Annotation records:
= = =

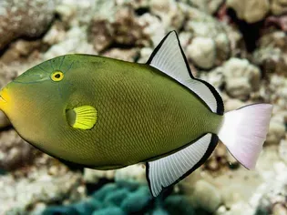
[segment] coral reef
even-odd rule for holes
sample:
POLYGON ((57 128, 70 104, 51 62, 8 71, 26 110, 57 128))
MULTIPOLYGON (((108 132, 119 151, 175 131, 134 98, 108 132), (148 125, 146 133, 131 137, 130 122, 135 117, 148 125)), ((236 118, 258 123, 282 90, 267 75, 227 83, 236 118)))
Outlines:
POLYGON ((54 0, 4 0, 0 2, 0 49, 19 36, 41 36, 50 25, 54 0))
MULTIPOLYGON (((201 190, 210 191, 209 189, 201 190)), ((192 207, 190 204, 190 200, 183 195, 174 194, 166 198, 152 199, 148 186, 131 181, 121 181, 105 185, 82 202, 67 206, 50 206, 42 214, 190 215, 196 214, 199 211, 198 208, 197 206, 192 207)), ((202 212, 202 214, 204 213, 202 212)))
POLYGON ((286 214, 286 0, 0 1, 0 88, 67 53, 145 63, 177 30, 192 73, 216 87, 225 111, 273 105, 255 170, 220 142, 158 199, 144 164, 66 166, 22 140, 0 112, 0 214, 286 214))

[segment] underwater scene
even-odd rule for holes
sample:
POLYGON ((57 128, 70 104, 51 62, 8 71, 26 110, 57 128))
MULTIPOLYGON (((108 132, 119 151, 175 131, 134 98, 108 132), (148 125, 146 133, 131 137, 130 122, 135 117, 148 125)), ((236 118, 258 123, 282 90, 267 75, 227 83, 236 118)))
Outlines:
POLYGON ((286 32, 286 0, 0 0, 0 214, 287 215, 286 32))

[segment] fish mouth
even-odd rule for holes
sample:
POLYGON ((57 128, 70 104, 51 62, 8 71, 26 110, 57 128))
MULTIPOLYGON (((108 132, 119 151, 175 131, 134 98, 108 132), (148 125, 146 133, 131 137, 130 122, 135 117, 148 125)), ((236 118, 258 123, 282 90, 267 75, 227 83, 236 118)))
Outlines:
POLYGON ((0 101, 4 101, 4 102, 6 102, 5 99, 4 99, 4 97, 0 95, 0 101))

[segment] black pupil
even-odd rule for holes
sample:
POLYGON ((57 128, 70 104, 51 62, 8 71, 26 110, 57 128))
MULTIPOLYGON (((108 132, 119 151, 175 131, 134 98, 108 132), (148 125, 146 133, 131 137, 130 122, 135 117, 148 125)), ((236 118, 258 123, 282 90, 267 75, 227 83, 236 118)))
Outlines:
POLYGON ((60 74, 56 74, 56 75, 55 75, 55 77, 56 77, 56 78, 60 78, 60 77, 61 77, 61 75, 60 75, 60 74))

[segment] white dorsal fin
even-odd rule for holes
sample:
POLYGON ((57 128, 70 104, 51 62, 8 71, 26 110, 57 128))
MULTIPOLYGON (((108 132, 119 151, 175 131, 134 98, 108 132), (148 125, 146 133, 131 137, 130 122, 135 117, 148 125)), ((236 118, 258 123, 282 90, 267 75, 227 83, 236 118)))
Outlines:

= = =

Please list each line of the entries that contains the string "segment". Case counts.

[segment] coral reef
[segment] underwater scene
[segment] fish mouth
[segment] black pupil
[segment] white dorsal fin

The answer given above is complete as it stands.